ACTIVIDAD: Copie del extracto seleccionado el pasaje que comienza en “Varios pisos por” y llega hasta “etapa de planificación.”, incluidas ambas expresiones.

A principios de enero de 1973, Sidney Gottlieb
dimirió de su cargo en la CIA. Helms no hizo ningún esfuerzo por
convencerlo de que se quedara. Antes de su partida, y por orden de
Helms, el doctor Gottlieb había triturado la documentación del
MK-ULTRA y del MK-SEARCH. Más tarde, cuando el presidente Nixon cesó
a Helms como director, su sucesor, James Rodney Schlesinger, preguntó
si existía cualquier cosa en la “historia reciente de la CIA que
pudiera causar problemas”. Helms le contestó: “No. Nada de
nada”.
Varios pisos por debajo de donde ambos hombres
conversaban en el comedor exclusivo, en los archivos, había ciento
treinta cajas que contenían material incriminador que el doctor
Gottlieb inexplicablemente no había destruido. Buckley lo llamaría
“el arma del crimen que a la larga destruiría a Gottlieb y casi a
la Agencia”. El contenido de esos archivos era una caja de Pandora
de experimentos inconclusos, algunos a punto de iniciarse y otros que
se hallaban apenas en la etapa de planificación.
En una caja estaban el original del manual de
asesinato y el papeleo de Sidney Gottlieb, que demostraban su
duradera y clara obsesión por encontrar un medio para asesinar a
Fidel Castro. Otra caja contenía un archivo sobre el Proyecto 143,
en el que el doctor Gottlieb había accedido a pagar 20.000 dólares
al año a un tal doctor Edward Bennett de la Universidad de Houston,
Texas, para que desarrollase una bacteria capaz de sabotear los
productos derivados del petróleo.

DATOS PROPORCIONADOS:
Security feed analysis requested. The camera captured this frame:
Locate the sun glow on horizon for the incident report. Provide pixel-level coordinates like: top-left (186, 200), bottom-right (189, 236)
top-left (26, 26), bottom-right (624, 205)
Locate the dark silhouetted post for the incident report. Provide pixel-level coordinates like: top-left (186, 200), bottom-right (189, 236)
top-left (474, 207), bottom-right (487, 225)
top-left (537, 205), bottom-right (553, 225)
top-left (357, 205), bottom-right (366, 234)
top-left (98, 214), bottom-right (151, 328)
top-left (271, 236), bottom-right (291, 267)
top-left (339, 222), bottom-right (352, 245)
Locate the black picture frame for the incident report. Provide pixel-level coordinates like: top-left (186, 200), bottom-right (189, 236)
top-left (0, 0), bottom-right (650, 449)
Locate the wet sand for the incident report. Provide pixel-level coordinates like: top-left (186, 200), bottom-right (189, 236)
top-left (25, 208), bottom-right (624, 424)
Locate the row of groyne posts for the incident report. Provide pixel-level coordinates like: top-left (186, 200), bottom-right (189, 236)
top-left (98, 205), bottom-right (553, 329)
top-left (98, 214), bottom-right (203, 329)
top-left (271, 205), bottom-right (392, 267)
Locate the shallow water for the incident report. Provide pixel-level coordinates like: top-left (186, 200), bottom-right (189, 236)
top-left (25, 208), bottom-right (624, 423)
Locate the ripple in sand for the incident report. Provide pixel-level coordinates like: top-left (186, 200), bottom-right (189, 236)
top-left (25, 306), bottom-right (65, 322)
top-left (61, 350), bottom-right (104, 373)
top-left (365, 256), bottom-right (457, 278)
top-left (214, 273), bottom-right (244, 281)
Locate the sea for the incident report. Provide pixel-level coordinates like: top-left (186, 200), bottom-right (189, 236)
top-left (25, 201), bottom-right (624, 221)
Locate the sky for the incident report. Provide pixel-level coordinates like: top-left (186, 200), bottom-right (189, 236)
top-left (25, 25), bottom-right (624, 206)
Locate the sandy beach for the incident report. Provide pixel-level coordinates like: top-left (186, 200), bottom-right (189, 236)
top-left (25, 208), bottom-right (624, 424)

RESULTADO DEL EJERCICIO:
Varios pisos por debajo de donde ambos hombres
conversaban en el comedor exclusivo, en los archivos, había ciento
treinta cajas que contenían material incriminador que el doctor
Gottlieb inexplicablemente no había destruido. Buckley lo llamaría
“el arma del crimen que a la larga destruiría a Gottlieb y casi a
la Agencia”. El contenido de esos archivos era una caja de Pandora
de experimentos inconclusos, algunos a punto de iniciarse y otros que
se hallaban apenas en la etapa de planificación.